▸ **Excerpted text**:
ACCRA, Ghana (AP) — Ghana’s president said Tuesday his government will wait for a Supreme Court ruling before taking action on a bill that would further criminalize members of the LGBTQ+ community in the West African nation.

President Nana Akufo-Addo said he sought to reassure the diplomatic community that Ghana would not be turning its back on its longstanding human rights record.

Gay sex is illegal in Ghana, carrying a three-year prison sentence, but the new bill could imprison people for more than a decade for activities including public displays of affection and promotion and funding of LGBTQ+ activities.

The president said a citizen mounted a constitutional challenge to the bill in court.

The bill has sparked condemnation from rights groups and some in the international community who have been concerned about similar efforts by other African governments.

“The anti-LGBT rights bill is inconsistent with Ghana’s longstanding tradition of peace, tolerance, and hospitality and flies in the face of the country’s international human rights obligations,” said Human Rights Watch researcher Larissa Kojoué.

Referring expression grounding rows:
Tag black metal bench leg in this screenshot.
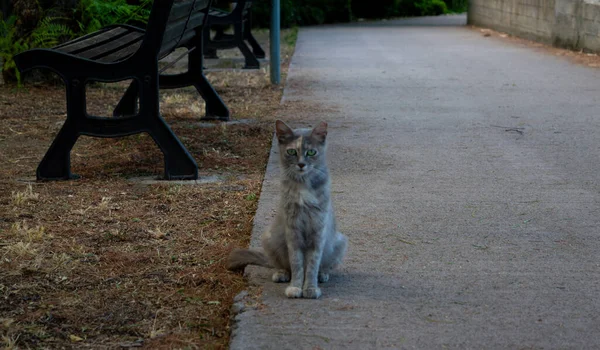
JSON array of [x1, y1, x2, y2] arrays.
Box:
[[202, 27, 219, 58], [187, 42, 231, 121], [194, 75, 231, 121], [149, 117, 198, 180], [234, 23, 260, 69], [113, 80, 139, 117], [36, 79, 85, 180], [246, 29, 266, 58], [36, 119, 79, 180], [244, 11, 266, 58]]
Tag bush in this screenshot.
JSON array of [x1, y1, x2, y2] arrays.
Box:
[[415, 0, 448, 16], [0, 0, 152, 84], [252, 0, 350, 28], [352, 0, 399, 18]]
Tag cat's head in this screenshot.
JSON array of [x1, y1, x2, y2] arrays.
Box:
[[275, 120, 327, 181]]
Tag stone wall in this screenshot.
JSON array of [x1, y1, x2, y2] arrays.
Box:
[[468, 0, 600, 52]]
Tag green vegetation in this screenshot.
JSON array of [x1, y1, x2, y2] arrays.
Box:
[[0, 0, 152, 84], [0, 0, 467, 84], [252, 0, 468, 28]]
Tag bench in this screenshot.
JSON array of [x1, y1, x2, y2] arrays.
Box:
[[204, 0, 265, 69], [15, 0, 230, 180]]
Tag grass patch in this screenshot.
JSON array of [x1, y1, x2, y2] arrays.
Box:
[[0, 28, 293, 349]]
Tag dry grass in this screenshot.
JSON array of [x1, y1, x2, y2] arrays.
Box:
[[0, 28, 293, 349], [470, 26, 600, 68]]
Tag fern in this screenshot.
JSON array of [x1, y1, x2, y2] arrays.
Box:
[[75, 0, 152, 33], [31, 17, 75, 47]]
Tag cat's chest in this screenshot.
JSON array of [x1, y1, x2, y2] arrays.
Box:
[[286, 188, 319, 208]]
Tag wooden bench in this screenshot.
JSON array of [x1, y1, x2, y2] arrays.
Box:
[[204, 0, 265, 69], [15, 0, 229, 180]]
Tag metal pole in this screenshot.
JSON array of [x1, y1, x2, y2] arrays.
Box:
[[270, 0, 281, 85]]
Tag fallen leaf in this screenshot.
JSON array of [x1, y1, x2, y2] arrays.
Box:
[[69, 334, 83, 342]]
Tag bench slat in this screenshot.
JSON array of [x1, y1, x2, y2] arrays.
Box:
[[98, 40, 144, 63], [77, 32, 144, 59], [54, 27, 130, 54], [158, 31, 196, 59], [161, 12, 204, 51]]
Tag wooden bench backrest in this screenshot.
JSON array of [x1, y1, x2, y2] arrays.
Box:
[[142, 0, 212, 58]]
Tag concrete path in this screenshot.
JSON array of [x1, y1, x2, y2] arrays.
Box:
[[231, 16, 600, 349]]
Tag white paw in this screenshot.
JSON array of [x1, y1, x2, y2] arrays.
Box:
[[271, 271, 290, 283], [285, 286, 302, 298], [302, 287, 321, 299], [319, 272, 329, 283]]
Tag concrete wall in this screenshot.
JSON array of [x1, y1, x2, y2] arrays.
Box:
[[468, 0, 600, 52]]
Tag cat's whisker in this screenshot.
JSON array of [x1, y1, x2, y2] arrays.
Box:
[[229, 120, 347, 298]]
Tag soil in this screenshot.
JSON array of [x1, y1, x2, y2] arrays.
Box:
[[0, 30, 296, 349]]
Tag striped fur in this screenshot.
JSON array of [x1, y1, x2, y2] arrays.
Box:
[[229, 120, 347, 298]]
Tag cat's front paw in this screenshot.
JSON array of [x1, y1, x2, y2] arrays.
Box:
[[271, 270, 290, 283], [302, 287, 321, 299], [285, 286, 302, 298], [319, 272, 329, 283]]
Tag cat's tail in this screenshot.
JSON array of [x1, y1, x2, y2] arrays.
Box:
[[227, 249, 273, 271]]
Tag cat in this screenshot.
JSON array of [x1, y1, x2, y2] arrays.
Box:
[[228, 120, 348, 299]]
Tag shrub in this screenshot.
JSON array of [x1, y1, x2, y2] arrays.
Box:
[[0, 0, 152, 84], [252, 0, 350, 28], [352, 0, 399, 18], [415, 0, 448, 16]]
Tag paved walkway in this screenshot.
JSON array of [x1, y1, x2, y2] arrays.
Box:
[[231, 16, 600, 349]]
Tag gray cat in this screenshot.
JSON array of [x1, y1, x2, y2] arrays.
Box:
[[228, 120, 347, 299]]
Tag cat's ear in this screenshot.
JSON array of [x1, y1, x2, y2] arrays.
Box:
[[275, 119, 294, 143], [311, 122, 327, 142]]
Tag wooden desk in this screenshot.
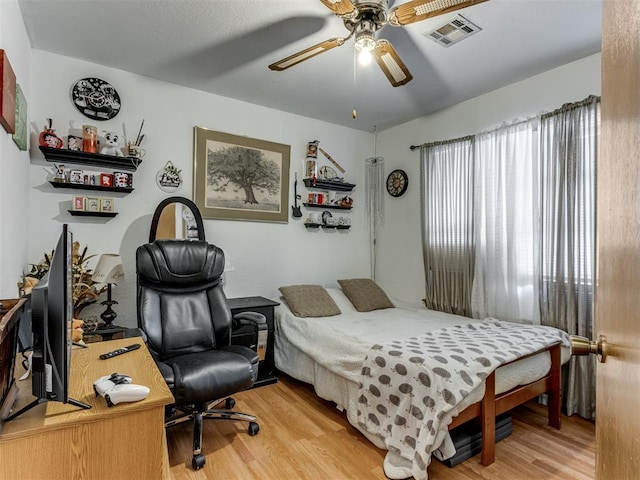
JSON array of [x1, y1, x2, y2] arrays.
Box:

▸ **Problem requirements**: Please continue the news article on Ghana's anti-LGBTQ+ bill from the point where it stops. The rows have nothing to do with the Ghana news article.

▸ **Exercise response**:
Sponsors of the bill have said it seeks to protect children and people who are victims of abuse.

On Monday, Ghana’s Ministry of Finance warned that the bill puts $3.8 billion in World Bank funding at risk and likely would derail the $3 billion International Monetary Fund bailout program agreed to in 2023 and negatively affect the local currency’s exchange rate.

Ghana’s economy is recovering from its worst recession in decades.

In 2023, the World Bank said it would not consider new funding for Uganda after it enacted anti-LGBTQ+ legislation.